↓↓↓
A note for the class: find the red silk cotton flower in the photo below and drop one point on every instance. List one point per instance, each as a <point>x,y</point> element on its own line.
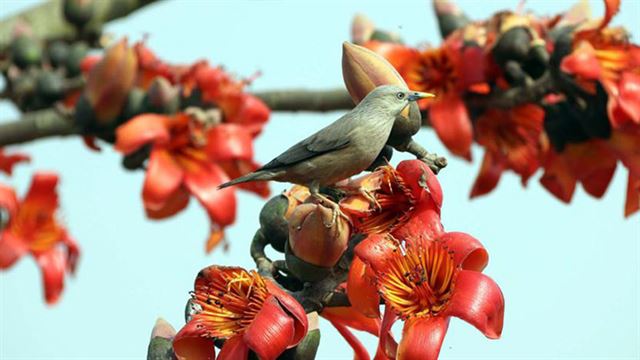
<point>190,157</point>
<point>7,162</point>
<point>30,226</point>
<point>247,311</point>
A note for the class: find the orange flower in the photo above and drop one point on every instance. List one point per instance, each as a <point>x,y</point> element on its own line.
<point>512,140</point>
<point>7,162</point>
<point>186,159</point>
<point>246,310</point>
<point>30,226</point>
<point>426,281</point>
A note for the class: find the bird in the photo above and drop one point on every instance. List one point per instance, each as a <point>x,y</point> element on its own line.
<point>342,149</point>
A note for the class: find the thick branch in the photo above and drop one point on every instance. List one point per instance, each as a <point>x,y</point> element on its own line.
↑↑↑
↓↓↓
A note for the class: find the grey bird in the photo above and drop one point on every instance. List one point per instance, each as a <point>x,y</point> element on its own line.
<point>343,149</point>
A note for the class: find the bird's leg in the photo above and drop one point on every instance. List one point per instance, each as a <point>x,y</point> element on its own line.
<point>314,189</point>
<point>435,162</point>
↑↑↑
(WHAT NEEDS TO BE DONE)
In the records above, find the line with "A note for the class: find the red" and the line with "A note for the class: find the thick", then restate word for word only those two lines and all lines between, omitting pictures.

(FINISHED TASK)
A note for the class: find the red silk cotton flower in the photo below and drop one point on every instance. List one point per instance, each as a <point>x,y</point> element on its own line.
<point>190,157</point>
<point>7,162</point>
<point>30,226</point>
<point>247,311</point>
A note for the class: find the orange flower in the photo above and drop one point on every instance. List one point per instance, each as a <point>x,y</point> element on its own line.
<point>512,140</point>
<point>7,162</point>
<point>186,159</point>
<point>246,310</point>
<point>30,226</point>
<point>426,281</point>
A note for the class: find the bird in the photo above and drop one point on every instance. List one point per instance, each as a <point>x,y</point> element on its own line.
<point>342,149</point>
A note for the class: find the thick branch in the photo above and drop one point on every instance. List one point per instance, each as a <point>x,y</point> element on its own line.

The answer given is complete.